*** Provided data Section Begins ***
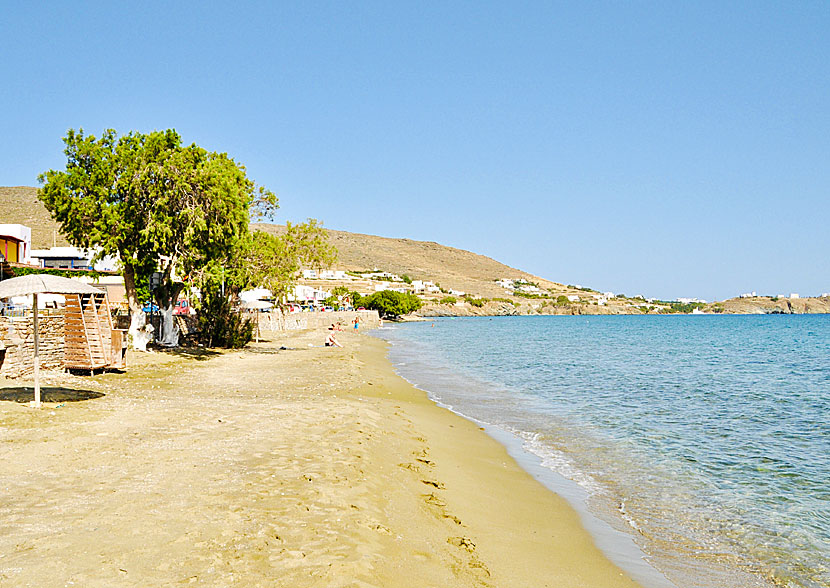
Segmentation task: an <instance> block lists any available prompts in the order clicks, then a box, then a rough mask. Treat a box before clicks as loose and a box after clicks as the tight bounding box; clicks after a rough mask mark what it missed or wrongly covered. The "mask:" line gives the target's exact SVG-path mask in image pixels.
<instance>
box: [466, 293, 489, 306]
mask: <svg viewBox="0 0 830 588" xmlns="http://www.w3.org/2000/svg"><path fill="white" fill-rule="evenodd" d="M464 300H465V301H466V302H467V303H468V304H470V305H471V306H473V307H475V308H481V307H483V306H484V305H485V304H487V303H488V302H489V300H488V299H487V298H476V297H475V296H473V295H471V294H465V295H464Z"/></svg>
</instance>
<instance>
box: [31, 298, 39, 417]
mask: <svg viewBox="0 0 830 588" xmlns="http://www.w3.org/2000/svg"><path fill="white" fill-rule="evenodd" d="M32 312H33V313H34V315H33V317H34V325H33V330H34V332H35V408H40V349H39V347H40V337H39V336H38V332H37V331H38V326H37V323H38V320H37V315H38V308H37V293H33V294H32Z"/></svg>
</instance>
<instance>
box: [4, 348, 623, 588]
mask: <svg viewBox="0 0 830 588" xmlns="http://www.w3.org/2000/svg"><path fill="white" fill-rule="evenodd" d="M266 337H267V339H268V340H267V341H265V342H260V343H259V344H252V345H251V346H250V347H249V348H247V349H246V350H243V351H235V352H225V353H217V354H211V353H203V354H195V355H194V354H189V353H148V354H137V355H134V356H131V357H130V361H131V366H130V369H129V371H128V372H127V373H126V374H103V375H98V376H94V377H79V376H67V375H64V374H48V375H47V376H46V378H45V379H46V383H45V384H44V386H45V388H46V392H45V398H46V400H54V402H47V403H46V404H45V405H44V408H43V409H41V410H35V409H31V408H29V407H27V406H26V405H25V404H23V403H20V402H17V401H16V400H21V399H22V398H23V395H24V393H26V394H28V393H29V391H28V390H27V391H23V390H20V389H19V388H20V386H25V385H27V384H28V385H30V383H27V382H21V381H11V380H2V379H0V492H2V501H0V586H4V587H5V586H39V587H51V586H84V587H88V586H174V585H189V584H194V585H203V586H321V587H322V586H395V587H397V586H400V587H408V586H412V587H416V586H417V587H419V588H420V587H428V586H435V587H440V586H460V587H467V586H494V587H496V586H498V587H502V586H506V587H510V586H516V587H519V586H522V587H525V586H534V587H542V586H551V587H553V586H555V587H577V586H582V587H586V588H587V587H591V588H604V587H612V586H613V587H624V586H625V587H632V586H637V584H636V583H634V582H633V581H631V580H630V579H629V578H628V577H627V576H625V575H624V574H623V573H622V572H621V571H620V570H619V569H618V568H617V567H615V566H614V565H613V564H612V563H610V562H609V561H608V560H607V558H605V556H604V555H603V554H602V553H601V552H600V551H599V550H598V549H597V548H596V547H595V546H594V544H593V542H592V540H591V538H590V536H589V535H588V534H587V532H585V531H584V529H583V528H582V526H581V524H580V521H579V517H578V515H577V514H576V513H575V512H574V511H573V510H572V509H571V508H570V507H569V506H568V505H567V503H566V502H565V501H564V500H563V499H561V498H559V497H558V496H557V495H555V494H553V493H551V492H550V491H549V490H547V489H545V488H544V487H543V486H542V485H541V484H539V483H538V482H537V481H536V480H534V479H533V478H532V477H531V476H530V475H528V474H527V473H526V472H524V471H523V470H522V469H521V468H519V466H518V465H517V464H516V463H515V462H514V461H513V459H512V458H510V457H509V456H508V455H507V452H506V450H505V449H504V448H503V447H502V446H501V445H499V444H498V443H497V442H496V441H494V440H493V439H491V438H490V437H489V436H488V435H486V434H485V433H484V432H483V431H481V430H480V429H479V427H478V426H476V425H475V424H473V423H471V422H469V421H466V420H464V419H462V418H461V417H458V416H457V415H455V414H453V413H451V412H449V411H447V410H445V409H442V408H439V407H437V406H435V405H434V404H433V403H432V402H431V401H429V400H428V399H427V398H426V396H425V395H424V394H423V392H421V391H419V390H416V389H415V388H413V387H412V386H410V385H409V384H408V383H407V382H405V381H404V380H402V379H401V378H399V377H398V376H396V375H395V374H394V372H393V370H392V366H391V364H390V363H389V362H388V361H387V360H386V357H385V353H386V351H385V344H384V343H383V342H382V341H379V340H377V339H374V338H371V337H368V336H366V335H364V334H360V335H358V334H353V333H350V332H346V333H343V334H342V335H340V336H339V338H340V340H341V342H343V344H344V348H343V349H339V348H324V347H321V345H322V342H323V335H322V334H321V333H320V332H303V333H271V334H267V335H266ZM309 344H312V345H314V347H309ZM280 347H285V348H287V349H280Z"/></svg>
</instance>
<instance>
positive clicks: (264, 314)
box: [253, 310, 380, 331]
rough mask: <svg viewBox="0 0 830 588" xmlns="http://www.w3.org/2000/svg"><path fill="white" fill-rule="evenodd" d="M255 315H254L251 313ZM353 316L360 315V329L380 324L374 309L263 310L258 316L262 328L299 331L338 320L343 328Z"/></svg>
mask: <svg viewBox="0 0 830 588" xmlns="http://www.w3.org/2000/svg"><path fill="white" fill-rule="evenodd" d="M253 316H256V315H253ZM355 317H360V329H361V330H364V329H375V328H377V327H378V325H379V324H380V318H379V317H378V312H377V311H376V310H353V311H346V310H344V311H342V312H295V313H283V312H280V311H278V310H277V311H275V312H263V313H261V314H260V317H259V326H260V329H262V330H273V331H300V330H303V329H322V328H326V327H329V326H331V324H332V323H337V322H339V323H340V324H341V325H342V326H343V328H344V329H345V328H347V327H348V328H351V326H352V321H354V319H355Z"/></svg>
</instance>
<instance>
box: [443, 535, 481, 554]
mask: <svg viewBox="0 0 830 588" xmlns="http://www.w3.org/2000/svg"><path fill="white" fill-rule="evenodd" d="M447 543H449V544H450V545H455V546H456V547H460V548H461V549H466V550H467V551H469V552H470V553H472V552H474V551H475V550H476V544H475V543H473V540H472V539H470V538H469V537H447Z"/></svg>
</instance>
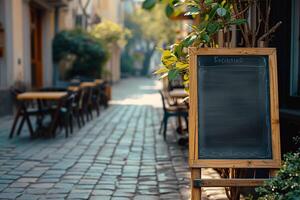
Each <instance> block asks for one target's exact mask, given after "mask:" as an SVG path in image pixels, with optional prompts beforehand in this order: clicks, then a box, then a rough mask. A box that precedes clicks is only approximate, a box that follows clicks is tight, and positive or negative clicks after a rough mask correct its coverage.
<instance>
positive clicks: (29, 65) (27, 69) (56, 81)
mask: <svg viewBox="0 0 300 200" xmlns="http://www.w3.org/2000/svg"><path fill="white" fill-rule="evenodd" d="M87 2H88V4H87V6H86V13H87V15H86V16H85V15H84V14H83V9H82V5H86V3H87ZM121 2H122V1H121V0H109V1H108V0H90V1H87V0H81V4H80V2H79V0H0V94H2V95H0V105H5V106H0V116H4V115H8V114H11V113H12V112H13V106H12V96H11V93H10V88H11V87H12V86H14V85H20V84H22V85H25V86H26V87H27V88H29V89H34V88H41V87H47V86H53V84H54V83H56V82H57V80H56V77H57V75H55V74H56V73H57V69H56V68H55V66H54V65H53V61H52V40H53V38H54V36H55V33H57V32H59V31H61V30H65V29H72V28H75V27H77V26H80V27H83V28H87V29H89V27H90V26H92V25H93V24H95V23H99V22H101V20H111V21H113V22H116V23H119V24H122V23H123V16H122V3H121ZM84 17H87V20H85V19H84ZM85 21H86V22H87V24H84V22H85ZM107 70H108V71H110V74H111V75H110V76H111V77H110V79H111V80H112V82H116V81H118V80H119V79H120V49H118V48H116V49H113V50H112V57H111V59H110V60H109V62H108V64H107Z"/></svg>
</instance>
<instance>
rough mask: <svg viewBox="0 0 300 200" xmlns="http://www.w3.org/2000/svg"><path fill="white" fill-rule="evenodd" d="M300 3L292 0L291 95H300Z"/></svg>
mask: <svg viewBox="0 0 300 200" xmlns="http://www.w3.org/2000/svg"><path fill="white" fill-rule="evenodd" d="M299 13H300V3H299V1H298V0H293V1H292V18H291V21H292V29H291V88H290V92H291V95H292V96H300V62H299V60H300V58H299V57H300V51H299V39H300V37H299V32H300V23H299V21H300V14H299Z"/></svg>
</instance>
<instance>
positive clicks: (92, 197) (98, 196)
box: [90, 195, 111, 200]
mask: <svg viewBox="0 0 300 200" xmlns="http://www.w3.org/2000/svg"><path fill="white" fill-rule="evenodd" d="M110 199H111V196H102V195H99V196H91V197H90V200H110Z"/></svg>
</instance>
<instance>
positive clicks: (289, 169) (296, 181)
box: [256, 150, 300, 200]
mask: <svg viewBox="0 0 300 200" xmlns="http://www.w3.org/2000/svg"><path fill="white" fill-rule="evenodd" d="M256 191H257V192H258V193H259V195H260V198H259V200H299V199H300V150H298V152H296V153H288V154H286V155H285V161H284V164H283V166H282V168H281V169H280V170H279V172H278V174H277V176H275V177H274V178H272V179H270V180H268V181H267V182H266V183H265V184H264V186H262V187H259V188H257V189H256Z"/></svg>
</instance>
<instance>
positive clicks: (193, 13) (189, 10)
mask: <svg viewBox="0 0 300 200" xmlns="http://www.w3.org/2000/svg"><path fill="white" fill-rule="evenodd" d="M199 13H200V9H199V8H198V7H195V6H189V7H188V8H187V12H186V13H185V14H184V15H185V16H188V15H198V14H199Z"/></svg>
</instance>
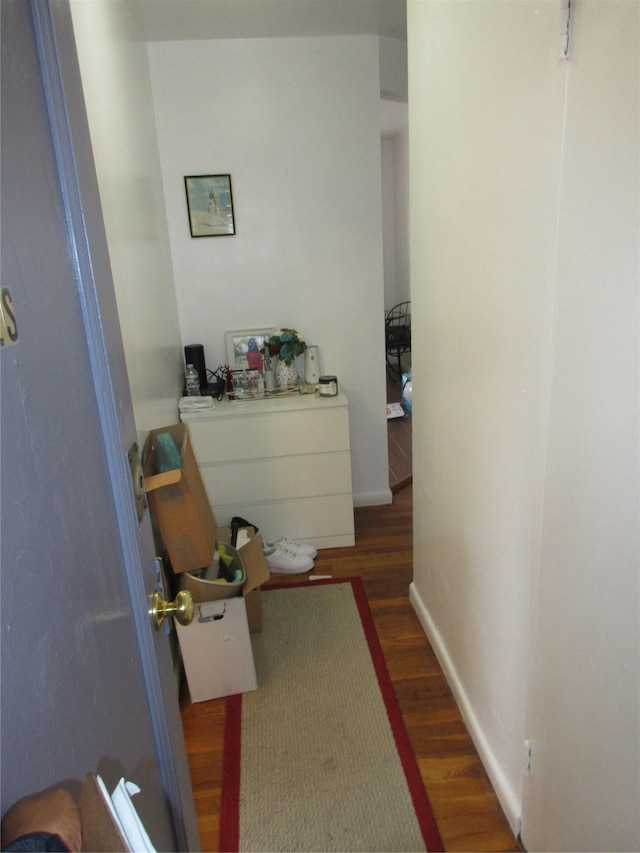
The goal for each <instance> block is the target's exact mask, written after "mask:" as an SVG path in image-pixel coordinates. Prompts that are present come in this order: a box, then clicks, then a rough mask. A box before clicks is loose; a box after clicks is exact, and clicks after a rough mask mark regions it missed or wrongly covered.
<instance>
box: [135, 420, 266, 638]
mask: <svg viewBox="0 0 640 853" xmlns="http://www.w3.org/2000/svg"><path fill="white" fill-rule="evenodd" d="M163 432H168V433H169V434H170V435H171V437H172V438H173V440H174V442H175V444H176V446H177V447H178V449H179V451H180V454H181V456H182V468H177V469H175V470H173V471H167V472H164V473H161V474H158V473H156V471H157V459H156V441H157V436H158V435H159V434H160V433H163ZM142 468H143V474H144V483H145V488H146V491H147V496H148V499H149V505H150V507H151V514H152V517H153V520H154V523H155V525H156V527H157V530H158V533H159V535H160V537H161V539H162V542H163V544H164V547H165V548H166V550H167V554H168V555H169V560H170V562H171V567H172V569H173V571H174V573H176V574H178V575H179V576H180V578H179V582H180V587H181V588H182V589H188V590H189V591H190V592H191V594H192V596H193V600H194V602H196V603H199V602H202V601H214V600H218V599H222V598H231V597H233V596H237V595H242V596H243V597H244V599H245V605H246V608H247V616H248V619H249V629H250V631H251V632H252V633H257V632H259V631H261V630H262V602H261V600H260V587H261V585H262V584H263V583H265V582H266V581H268V580H269V578H270V577H271V573H270V571H269V564H268V563H267V561H266V559H265V556H264V554H263V551H262V542H261V538H260V536H258V535H256V532H255V530H254V529H253V528H251V527H250V528H244V529H245V530H246V532H247V535H248V537H249V541H248V542H247V543H246V544H245V545H244V546H243V547H242V548H239V549H238V551H237V554H238V555H239V557H240V559H241V561H242V565H243V569H244V580H243V581H242V582H241V583H238V584H232V583H225V582H224V581H216V580H205V579H203V578H198V577H197V576H196V574H197V573H199V572H200V571H201V570H203V569H206V568H207V567H208V566H210V565H211V564H212V563H213V560H214V554H215V550H216V545H217V544H218V542H224V543H226V544H227V545H229V543H230V541H231V531H230V528H228V527H223V528H218V525H217V522H216V518H215V514H214V512H213V510H212V508H211V506H210V504H209V498H208V496H207V493H206V490H205V487H204V483H203V482H202V476H201V474H200V469H199V468H198V463H197V462H196V459H195V456H194V453H193V448H192V446H191V441H190V439H189V427H188V425H187V424H173V425H171V426H167V427H162V428H160V429H155V430H151V432H150V433H149V436H148V438H147V441H146V443H145V447H144V451H143V455H142ZM229 548H231V546H230V545H229ZM194 573H196V574H194Z"/></svg>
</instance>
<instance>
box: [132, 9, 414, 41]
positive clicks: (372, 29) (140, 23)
mask: <svg viewBox="0 0 640 853" xmlns="http://www.w3.org/2000/svg"><path fill="white" fill-rule="evenodd" d="M125 5H126V7H127V8H129V9H130V10H131V12H132V14H133V16H134V18H135V19H136V21H137V23H138V26H139V33H138V35H139V36H140V37H141V38H142V39H143V40H144V41H181V40H193V39H214V38H281V37H291V36H330V35H381V36H388V37H390V38H396V39H402V40H403V41H406V38H407V10H406V0H127V3H126V4H123V7H124V6H125Z"/></svg>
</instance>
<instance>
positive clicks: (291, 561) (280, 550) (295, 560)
mask: <svg viewBox="0 0 640 853" xmlns="http://www.w3.org/2000/svg"><path fill="white" fill-rule="evenodd" d="M264 555H265V557H266V558H267V563H269V568H270V569H271V571H272V572H275V573H278V574H286V575H297V574H301V573H302V572H308V571H309V570H310V569H312V568H313V560H312V559H311V557H307V556H306V555H305V554H298V553H296V552H295V551H293V550H292V549H291V548H288V547H287V546H286V545H280V544H278V545H275V546H273V547H272V548H269V549H268V550H266V551H265V552H264Z"/></svg>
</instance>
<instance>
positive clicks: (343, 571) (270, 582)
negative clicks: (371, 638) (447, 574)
*** Provided data Section Ends ***
Could you return exactly the lines above from the line with "box: [90, 195, 111, 200]" to the line with "positive clicks: (289, 169) (296, 181)", both included, and nothing else?

box: [90, 195, 111, 200]
mask: <svg viewBox="0 0 300 200" xmlns="http://www.w3.org/2000/svg"><path fill="white" fill-rule="evenodd" d="M110 199H111V196H102V195H99V196H91V197H90V200H110Z"/></svg>
</instance>
<instance>
positive clicks: (289, 169) (296, 181)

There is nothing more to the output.